Somewhere below, one line contains "Where can the otter hind" and a later line contains "Where can the foam". Output those two lines and everything between them exactly, and nothing else.
= = = = = = =
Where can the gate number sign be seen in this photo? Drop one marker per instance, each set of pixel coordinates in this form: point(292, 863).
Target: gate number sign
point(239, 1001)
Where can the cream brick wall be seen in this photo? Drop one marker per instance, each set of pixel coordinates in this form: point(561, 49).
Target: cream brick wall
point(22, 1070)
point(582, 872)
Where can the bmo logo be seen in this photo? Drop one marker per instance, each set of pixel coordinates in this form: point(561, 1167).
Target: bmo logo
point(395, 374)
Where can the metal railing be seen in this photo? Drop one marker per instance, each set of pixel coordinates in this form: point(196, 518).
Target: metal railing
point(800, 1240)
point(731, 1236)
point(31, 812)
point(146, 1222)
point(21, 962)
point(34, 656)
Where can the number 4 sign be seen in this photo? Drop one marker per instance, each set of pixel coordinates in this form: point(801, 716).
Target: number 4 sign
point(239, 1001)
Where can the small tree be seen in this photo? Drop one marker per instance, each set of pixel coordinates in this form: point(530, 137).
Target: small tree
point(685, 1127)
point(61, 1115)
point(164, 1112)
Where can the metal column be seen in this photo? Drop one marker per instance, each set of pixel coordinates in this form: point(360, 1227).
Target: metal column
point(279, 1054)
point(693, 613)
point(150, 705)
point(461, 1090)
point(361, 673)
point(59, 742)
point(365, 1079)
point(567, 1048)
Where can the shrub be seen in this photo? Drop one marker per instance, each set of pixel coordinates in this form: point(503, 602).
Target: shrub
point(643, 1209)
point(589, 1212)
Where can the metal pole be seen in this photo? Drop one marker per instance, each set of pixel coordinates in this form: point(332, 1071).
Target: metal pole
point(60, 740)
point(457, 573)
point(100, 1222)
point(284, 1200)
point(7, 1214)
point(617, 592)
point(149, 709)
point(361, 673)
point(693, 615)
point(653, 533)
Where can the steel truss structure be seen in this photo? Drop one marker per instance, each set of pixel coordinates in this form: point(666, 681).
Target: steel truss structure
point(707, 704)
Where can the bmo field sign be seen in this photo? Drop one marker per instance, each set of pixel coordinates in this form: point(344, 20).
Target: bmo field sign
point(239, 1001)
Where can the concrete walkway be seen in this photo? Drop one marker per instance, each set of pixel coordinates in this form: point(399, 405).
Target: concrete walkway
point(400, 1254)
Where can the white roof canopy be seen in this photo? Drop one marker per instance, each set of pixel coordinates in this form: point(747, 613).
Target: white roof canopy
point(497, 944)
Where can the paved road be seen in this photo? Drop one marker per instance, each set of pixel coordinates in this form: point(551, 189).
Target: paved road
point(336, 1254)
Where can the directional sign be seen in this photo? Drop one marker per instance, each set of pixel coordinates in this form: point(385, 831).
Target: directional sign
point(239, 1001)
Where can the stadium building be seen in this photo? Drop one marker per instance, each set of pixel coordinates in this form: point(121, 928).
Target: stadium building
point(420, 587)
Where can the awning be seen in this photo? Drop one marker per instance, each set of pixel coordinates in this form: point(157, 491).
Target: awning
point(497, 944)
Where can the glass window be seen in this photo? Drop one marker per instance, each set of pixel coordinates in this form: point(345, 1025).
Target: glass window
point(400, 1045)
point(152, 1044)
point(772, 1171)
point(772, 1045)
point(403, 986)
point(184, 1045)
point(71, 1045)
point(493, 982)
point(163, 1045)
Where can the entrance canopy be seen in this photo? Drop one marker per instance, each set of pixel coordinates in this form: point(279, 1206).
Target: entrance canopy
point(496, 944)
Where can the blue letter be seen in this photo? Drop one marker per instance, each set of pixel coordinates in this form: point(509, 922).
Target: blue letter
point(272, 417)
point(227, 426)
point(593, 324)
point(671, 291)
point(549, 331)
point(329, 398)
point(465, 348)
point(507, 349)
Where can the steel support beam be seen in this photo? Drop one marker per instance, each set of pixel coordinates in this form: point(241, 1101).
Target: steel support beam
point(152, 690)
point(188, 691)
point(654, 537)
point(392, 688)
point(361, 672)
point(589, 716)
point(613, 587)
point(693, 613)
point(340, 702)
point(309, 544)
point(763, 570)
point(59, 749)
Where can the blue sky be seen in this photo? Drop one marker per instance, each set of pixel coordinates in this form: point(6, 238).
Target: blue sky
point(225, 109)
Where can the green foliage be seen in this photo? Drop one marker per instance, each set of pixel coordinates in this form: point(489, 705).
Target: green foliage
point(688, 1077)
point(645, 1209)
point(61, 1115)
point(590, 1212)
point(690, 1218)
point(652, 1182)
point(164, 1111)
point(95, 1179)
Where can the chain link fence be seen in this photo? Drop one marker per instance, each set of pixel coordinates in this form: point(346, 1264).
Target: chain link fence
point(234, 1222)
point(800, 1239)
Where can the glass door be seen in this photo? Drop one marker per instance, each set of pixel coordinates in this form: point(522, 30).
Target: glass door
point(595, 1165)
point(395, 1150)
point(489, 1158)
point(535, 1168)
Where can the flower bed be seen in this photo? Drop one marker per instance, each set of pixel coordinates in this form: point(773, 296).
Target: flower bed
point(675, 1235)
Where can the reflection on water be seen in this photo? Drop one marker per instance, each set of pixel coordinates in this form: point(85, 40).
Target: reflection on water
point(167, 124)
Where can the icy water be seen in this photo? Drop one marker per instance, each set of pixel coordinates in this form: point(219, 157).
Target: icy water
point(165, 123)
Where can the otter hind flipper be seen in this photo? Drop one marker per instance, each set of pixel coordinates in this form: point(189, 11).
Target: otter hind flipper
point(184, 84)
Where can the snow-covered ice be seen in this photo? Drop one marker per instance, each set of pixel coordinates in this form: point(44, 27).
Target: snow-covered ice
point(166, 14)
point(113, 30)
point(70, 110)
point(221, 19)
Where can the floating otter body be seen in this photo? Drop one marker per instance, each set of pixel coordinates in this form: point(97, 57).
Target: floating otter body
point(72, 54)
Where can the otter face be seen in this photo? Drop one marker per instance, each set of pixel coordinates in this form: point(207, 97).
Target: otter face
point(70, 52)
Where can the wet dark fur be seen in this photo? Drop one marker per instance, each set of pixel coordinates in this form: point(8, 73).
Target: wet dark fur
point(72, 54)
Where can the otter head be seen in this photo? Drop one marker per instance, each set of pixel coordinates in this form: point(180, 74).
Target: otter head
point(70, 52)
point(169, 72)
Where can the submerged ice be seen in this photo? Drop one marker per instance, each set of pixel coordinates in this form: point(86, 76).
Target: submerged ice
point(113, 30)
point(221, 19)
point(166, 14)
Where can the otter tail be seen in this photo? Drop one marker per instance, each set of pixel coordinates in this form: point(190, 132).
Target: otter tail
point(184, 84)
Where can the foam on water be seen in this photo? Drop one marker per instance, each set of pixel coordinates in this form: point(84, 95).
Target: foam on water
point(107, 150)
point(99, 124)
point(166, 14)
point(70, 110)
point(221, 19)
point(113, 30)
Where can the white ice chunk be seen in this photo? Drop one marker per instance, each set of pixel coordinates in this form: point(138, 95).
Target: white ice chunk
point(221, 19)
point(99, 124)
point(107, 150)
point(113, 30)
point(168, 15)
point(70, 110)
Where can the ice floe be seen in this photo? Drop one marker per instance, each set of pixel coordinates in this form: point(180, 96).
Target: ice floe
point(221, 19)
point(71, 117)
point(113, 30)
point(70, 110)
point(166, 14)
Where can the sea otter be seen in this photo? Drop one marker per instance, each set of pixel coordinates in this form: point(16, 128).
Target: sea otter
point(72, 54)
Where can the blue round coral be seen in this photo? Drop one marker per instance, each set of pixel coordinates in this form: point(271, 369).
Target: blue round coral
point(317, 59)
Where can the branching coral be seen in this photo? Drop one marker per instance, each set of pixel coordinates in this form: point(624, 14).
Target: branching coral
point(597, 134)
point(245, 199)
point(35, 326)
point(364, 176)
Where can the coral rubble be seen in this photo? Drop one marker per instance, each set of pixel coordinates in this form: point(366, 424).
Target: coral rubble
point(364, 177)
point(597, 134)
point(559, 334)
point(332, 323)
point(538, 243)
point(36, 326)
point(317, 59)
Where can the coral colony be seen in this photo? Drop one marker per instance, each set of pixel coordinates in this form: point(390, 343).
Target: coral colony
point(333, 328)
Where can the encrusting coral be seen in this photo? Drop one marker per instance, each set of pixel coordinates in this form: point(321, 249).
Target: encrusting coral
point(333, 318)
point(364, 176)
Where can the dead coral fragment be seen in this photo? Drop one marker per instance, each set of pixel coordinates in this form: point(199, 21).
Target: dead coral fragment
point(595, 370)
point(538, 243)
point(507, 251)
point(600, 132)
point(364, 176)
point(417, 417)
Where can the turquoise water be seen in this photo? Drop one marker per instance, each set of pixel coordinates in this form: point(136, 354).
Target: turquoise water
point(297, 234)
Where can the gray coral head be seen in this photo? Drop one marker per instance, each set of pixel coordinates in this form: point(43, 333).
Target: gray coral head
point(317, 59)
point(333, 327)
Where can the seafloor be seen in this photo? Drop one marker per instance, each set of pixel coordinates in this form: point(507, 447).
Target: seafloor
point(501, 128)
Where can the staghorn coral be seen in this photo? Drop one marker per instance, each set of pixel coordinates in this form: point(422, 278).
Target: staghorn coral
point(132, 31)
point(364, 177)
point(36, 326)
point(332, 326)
= = = = = = =
### ANSWER TO THIS TASK
Where can the otter hind flipper be seen in this photo? Drop one marker per instance, each set of pixel coordinates in this form: point(189, 11).
Target: otter hind flipper
point(184, 84)
Where can the snow-covered ice be seen in this photo? Drop one marker per instance, each set of pixel coordinates in this form: point(44, 27).
Target: snow-covered ice
point(166, 14)
point(113, 30)
point(70, 110)
point(221, 19)
Where can the floating otter body be seen in this photo? Drop one marker per instance, each set of pixel coordinates in this form: point(97, 57).
Target: floating otter body
point(72, 54)
Where can the otter face be seen in this photo? Drop one marker per instance, each set of pixel coordinates in this form: point(207, 97).
Target: otter face
point(70, 52)
Where can the wet dark fur be seen in this photo? Drop one marker per instance, each set of pixel coordinates in this form: point(8, 73).
Target: wet dark fur
point(72, 54)
Where can the otter head be seen in this photo? Drop one marker per instance, each set of pixel coordinates in this form: point(180, 74).
Target: otter head
point(70, 52)
point(169, 72)
Where can the submerged ice be seen in this photo? Drop one marker per instance, each set of pixel coordinates in this form: point(86, 76).
Target: submerged ice
point(113, 30)
point(221, 19)
point(166, 14)
Where can the otter tail be seen in this photo? Drop one marker per instance, each set of pixel coordinates in this form: point(190, 132).
Target: otter tail
point(184, 84)
Where can the foam on water be seen in this photo? Drop one marker per instance, each set of pixel coordinates in this form: point(84, 95).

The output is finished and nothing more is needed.